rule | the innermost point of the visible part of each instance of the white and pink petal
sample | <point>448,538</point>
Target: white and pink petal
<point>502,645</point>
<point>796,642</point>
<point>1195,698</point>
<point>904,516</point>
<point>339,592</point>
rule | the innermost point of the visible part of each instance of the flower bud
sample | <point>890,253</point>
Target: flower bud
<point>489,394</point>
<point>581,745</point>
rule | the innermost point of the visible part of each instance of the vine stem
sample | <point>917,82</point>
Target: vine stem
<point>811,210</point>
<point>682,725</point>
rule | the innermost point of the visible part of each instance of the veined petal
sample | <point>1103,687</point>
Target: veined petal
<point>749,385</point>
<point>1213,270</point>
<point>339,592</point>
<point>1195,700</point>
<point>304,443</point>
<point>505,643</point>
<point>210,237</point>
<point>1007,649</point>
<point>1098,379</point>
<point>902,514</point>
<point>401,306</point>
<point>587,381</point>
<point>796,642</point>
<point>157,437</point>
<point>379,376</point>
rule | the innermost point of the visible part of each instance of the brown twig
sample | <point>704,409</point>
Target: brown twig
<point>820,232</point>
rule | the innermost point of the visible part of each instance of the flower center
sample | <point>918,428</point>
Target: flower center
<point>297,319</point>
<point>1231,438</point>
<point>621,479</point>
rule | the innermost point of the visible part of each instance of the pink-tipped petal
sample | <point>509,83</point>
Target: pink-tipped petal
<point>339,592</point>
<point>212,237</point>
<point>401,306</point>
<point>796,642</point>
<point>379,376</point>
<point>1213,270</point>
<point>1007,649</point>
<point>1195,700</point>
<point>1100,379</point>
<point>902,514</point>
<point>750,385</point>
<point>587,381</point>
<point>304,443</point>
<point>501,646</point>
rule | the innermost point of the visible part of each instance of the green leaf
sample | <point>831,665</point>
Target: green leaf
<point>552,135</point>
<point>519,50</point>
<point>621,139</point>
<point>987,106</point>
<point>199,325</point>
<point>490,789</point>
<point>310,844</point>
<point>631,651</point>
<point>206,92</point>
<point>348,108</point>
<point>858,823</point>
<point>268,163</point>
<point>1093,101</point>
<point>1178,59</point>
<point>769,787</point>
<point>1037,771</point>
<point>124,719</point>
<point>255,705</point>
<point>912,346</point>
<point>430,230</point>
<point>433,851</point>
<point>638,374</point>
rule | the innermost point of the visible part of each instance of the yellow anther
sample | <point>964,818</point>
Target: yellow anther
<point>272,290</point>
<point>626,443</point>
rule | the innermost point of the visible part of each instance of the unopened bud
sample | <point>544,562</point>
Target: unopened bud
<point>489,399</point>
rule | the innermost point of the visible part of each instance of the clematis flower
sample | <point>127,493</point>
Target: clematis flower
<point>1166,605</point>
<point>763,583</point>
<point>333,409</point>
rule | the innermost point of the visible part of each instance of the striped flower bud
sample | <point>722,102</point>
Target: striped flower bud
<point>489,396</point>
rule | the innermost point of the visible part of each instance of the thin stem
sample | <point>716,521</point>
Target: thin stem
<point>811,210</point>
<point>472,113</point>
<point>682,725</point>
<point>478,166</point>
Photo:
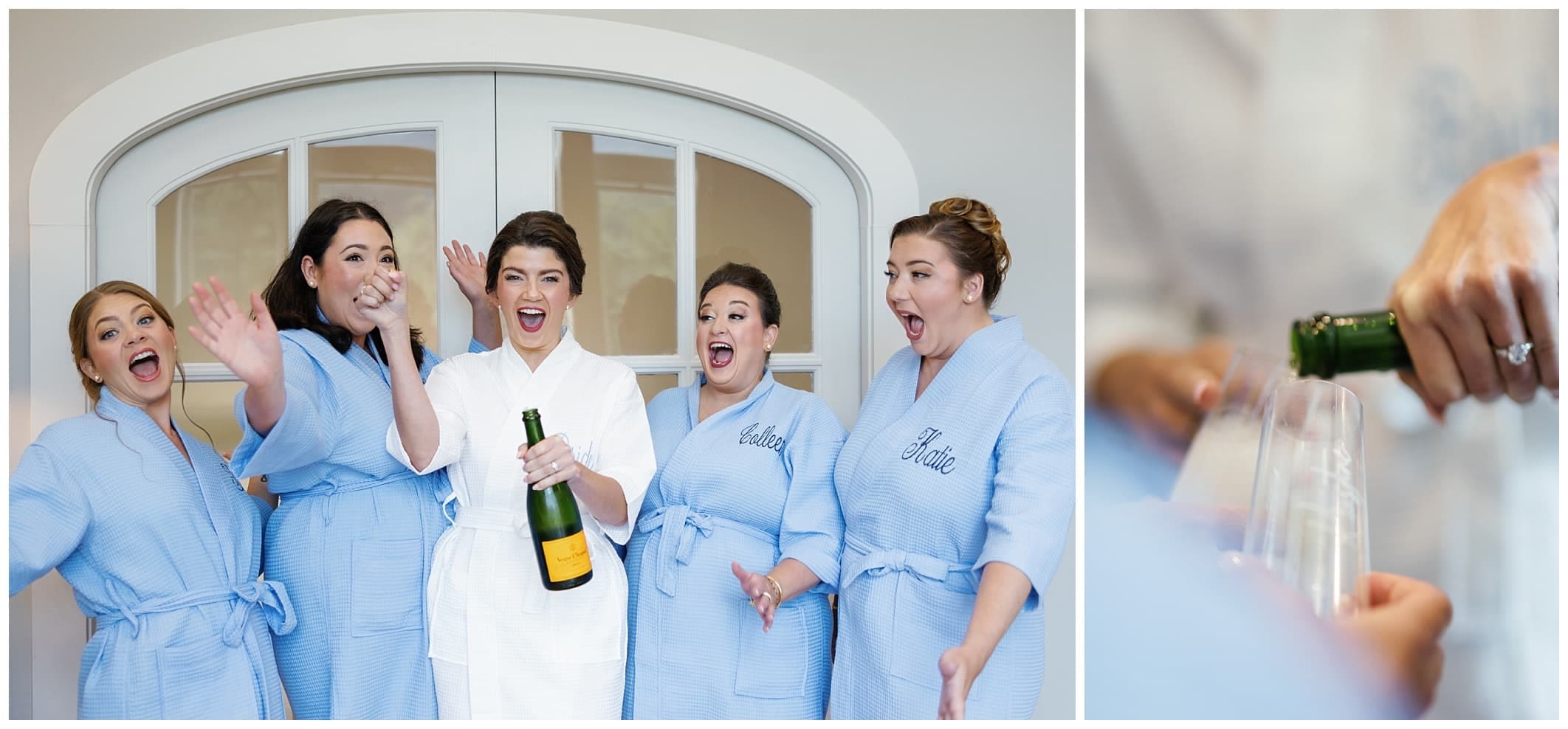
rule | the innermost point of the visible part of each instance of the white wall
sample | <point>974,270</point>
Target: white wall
<point>982,103</point>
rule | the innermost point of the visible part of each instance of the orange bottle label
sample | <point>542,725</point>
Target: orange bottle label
<point>568,557</point>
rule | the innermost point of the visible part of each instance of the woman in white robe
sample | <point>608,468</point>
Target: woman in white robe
<point>502,645</point>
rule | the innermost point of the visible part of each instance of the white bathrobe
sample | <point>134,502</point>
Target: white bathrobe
<point>502,645</point>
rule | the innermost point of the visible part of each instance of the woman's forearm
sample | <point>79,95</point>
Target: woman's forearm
<point>794,577</point>
<point>601,494</point>
<point>1003,593</point>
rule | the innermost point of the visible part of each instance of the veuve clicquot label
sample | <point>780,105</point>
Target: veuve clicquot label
<point>559,539</point>
<point>1338,344</point>
<point>566,559</point>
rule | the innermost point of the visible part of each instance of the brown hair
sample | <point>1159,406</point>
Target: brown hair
<point>80,330</point>
<point>752,280</point>
<point>294,303</point>
<point>80,333</point>
<point>972,237</point>
<point>538,229</point>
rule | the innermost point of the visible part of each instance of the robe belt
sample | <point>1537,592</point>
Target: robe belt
<point>333,488</point>
<point>864,560</point>
<point>681,525</point>
<point>266,596</point>
<point>489,519</point>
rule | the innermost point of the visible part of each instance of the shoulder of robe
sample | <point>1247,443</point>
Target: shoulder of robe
<point>74,433</point>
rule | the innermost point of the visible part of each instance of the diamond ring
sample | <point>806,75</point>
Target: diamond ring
<point>1516,353</point>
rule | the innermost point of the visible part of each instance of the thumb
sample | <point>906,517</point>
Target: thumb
<point>1189,384</point>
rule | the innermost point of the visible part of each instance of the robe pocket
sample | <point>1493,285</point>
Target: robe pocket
<point>206,681</point>
<point>588,623</point>
<point>772,665</point>
<point>927,620</point>
<point>386,587</point>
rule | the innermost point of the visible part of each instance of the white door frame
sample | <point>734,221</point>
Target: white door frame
<point>163,93</point>
<point>82,148</point>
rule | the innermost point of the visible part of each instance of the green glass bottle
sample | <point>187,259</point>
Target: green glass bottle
<point>1338,344</point>
<point>559,539</point>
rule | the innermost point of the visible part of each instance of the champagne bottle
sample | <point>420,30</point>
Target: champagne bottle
<point>559,539</point>
<point>1329,345</point>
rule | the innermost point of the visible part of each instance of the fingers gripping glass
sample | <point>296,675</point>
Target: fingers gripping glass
<point>1308,516</point>
<point>1219,464</point>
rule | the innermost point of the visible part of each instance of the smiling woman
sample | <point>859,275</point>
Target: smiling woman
<point>153,532</point>
<point>503,646</point>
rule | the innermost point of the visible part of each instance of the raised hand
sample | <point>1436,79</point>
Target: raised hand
<point>468,270</point>
<point>958,668</point>
<point>761,592</point>
<point>250,347</point>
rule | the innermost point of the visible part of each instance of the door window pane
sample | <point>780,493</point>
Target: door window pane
<point>797,380</point>
<point>231,223</point>
<point>750,218</point>
<point>396,173</point>
<point>620,196</point>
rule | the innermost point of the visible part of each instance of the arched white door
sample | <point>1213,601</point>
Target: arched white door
<point>661,187</point>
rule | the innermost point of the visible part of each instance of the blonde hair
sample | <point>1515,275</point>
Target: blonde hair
<point>80,328</point>
<point>972,237</point>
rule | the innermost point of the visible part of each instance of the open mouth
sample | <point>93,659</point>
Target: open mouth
<point>530,319</point>
<point>145,366</point>
<point>913,325</point>
<point>720,355</point>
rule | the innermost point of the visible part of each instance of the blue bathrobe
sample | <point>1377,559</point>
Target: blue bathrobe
<point>979,469</point>
<point>351,536</point>
<point>753,483</point>
<point>165,554</point>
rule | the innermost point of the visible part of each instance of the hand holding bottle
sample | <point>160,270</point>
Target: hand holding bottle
<point>548,463</point>
<point>1485,280</point>
<point>383,300</point>
<point>1164,391</point>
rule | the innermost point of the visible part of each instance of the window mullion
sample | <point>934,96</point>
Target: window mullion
<point>686,258</point>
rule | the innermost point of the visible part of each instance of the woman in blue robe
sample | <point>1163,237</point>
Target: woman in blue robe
<point>737,543</point>
<point>156,536</point>
<point>955,488</point>
<point>355,529</point>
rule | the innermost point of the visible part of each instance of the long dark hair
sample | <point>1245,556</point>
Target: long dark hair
<point>752,280</point>
<point>294,303</point>
<point>80,331</point>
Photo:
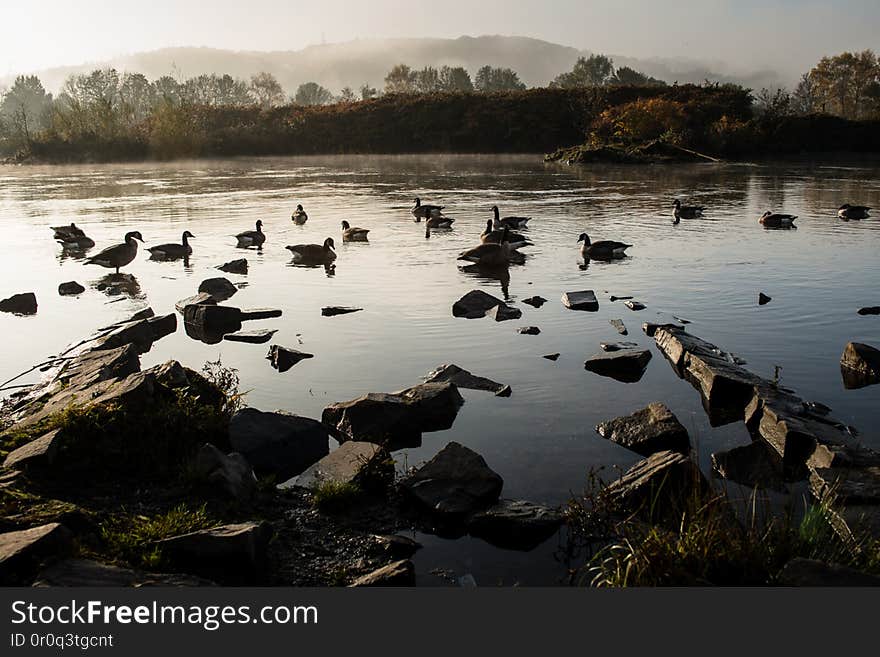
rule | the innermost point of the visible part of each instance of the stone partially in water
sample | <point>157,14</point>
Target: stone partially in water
<point>627,366</point>
<point>652,429</point>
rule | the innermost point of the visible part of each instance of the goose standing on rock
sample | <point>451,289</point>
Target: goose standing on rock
<point>350,234</point>
<point>773,220</point>
<point>420,211</point>
<point>173,251</point>
<point>299,216</point>
<point>604,250</point>
<point>499,223</point>
<point>252,237</point>
<point>118,255</point>
<point>489,236</point>
<point>848,211</point>
<point>313,254</point>
<point>686,211</point>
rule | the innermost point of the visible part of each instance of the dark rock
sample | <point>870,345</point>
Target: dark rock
<point>231,473</point>
<point>456,482</point>
<point>810,572</point>
<point>475,304</point>
<point>652,429</point>
<point>584,300</point>
<point>235,267</point>
<point>399,573</point>
<point>70,288</point>
<point>260,336</point>
<point>515,525</point>
<point>464,379</point>
<point>860,365</point>
<point>278,443</point>
<point>87,573</point>
<point>239,548</point>
<point>366,465</point>
<point>20,304</point>
<point>333,311</point>
<point>660,486</point>
<point>755,465</point>
<point>21,551</point>
<point>219,288</point>
<point>283,358</point>
<point>627,366</point>
<point>39,453</point>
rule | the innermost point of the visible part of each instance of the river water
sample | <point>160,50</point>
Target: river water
<point>541,440</point>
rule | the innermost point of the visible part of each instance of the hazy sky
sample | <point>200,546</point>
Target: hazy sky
<point>787,35</point>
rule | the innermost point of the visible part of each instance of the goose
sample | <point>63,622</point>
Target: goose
<point>489,236</point>
<point>350,234</point>
<point>252,237</point>
<point>686,211</point>
<point>72,236</point>
<point>510,222</point>
<point>771,220</point>
<point>491,254</point>
<point>299,216</point>
<point>314,254</point>
<point>172,251</point>
<point>604,250</point>
<point>420,211</point>
<point>848,211</point>
<point>118,255</point>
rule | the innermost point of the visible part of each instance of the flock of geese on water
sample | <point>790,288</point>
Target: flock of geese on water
<point>498,242</point>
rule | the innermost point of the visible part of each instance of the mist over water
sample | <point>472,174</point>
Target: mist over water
<point>542,439</point>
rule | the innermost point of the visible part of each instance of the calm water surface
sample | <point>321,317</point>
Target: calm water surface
<point>541,440</point>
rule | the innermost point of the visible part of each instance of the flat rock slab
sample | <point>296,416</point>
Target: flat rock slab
<point>284,358</point>
<point>239,266</point>
<point>333,311</point>
<point>399,573</point>
<point>20,304</point>
<point>652,429</point>
<point>456,482</point>
<point>627,366</point>
<point>362,464</point>
<point>755,465</point>
<point>259,336</point>
<point>515,524</point>
<point>535,302</point>
<point>70,288</point>
<point>278,443</point>
<point>475,304</point>
<point>584,300</point>
<point>464,379</point>
<point>860,365</point>
<point>22,550</point>
<point>86,572</point>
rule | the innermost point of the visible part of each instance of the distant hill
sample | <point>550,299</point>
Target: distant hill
<point>353,63</point>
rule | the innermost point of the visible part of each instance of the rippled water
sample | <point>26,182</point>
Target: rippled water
<point>541,440</point>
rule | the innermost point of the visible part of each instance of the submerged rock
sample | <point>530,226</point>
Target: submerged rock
<point>70,288</point>
<point>456,482</point>
<point>627,366</point>
<point>464,379</point>
<point>278,443</point>
<point>860,365</point>
<point>515,524</point>
<point>283,358</point>
<point>584,300</point>
<point>652,429</point>
<point>20,304</point>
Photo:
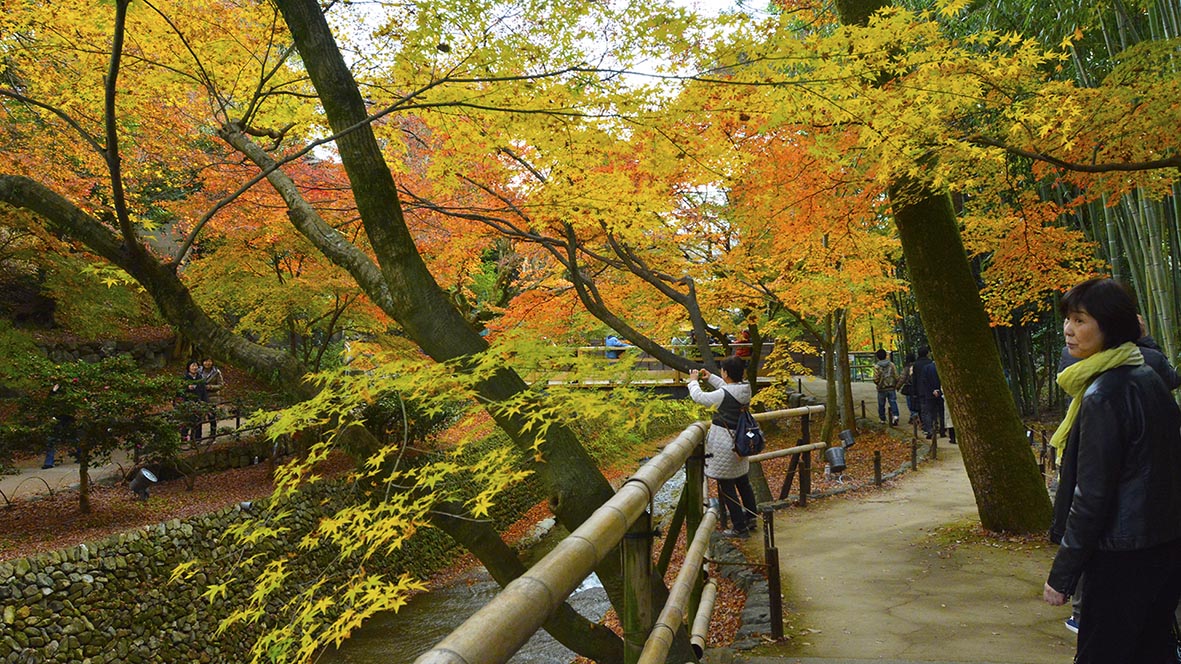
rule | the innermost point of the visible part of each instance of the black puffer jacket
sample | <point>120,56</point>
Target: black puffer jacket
------
Job: In the records above, locate the line with "the distant hill"; output it and each line after it through the last one, exactly, omitting pictures.

Task response:
rule | the innermost point of the visible part of each instance of the distant hill
sample | <point>550,299</point>
Target: distant hill
<point>353,63</point>
rule | the innermost point of the visible part of each instance of the rippled water
sample | <point>26,182</point>
Target: rippled water
<point>541,440</point>
rule | the innermost point of the visible part of each instance of the submerged rock
sample | <point>530,226</point>
Target: submerged rock
<point>70,288</point>
<point>456,482</point>
<point>627,366</point>
<point>464,379</point>
<point>278,443</point>
<point>860,365</point>
<point>515,524</point>
<point>283,358</point>
<point>584,300</point>
<point>652,429</point>
<point>20,304</point>
Photo:
rule | the innermost point of the visible part of each instance of the black puffer jacket
sample | <point>120,56</point>
Target: black puffer jacket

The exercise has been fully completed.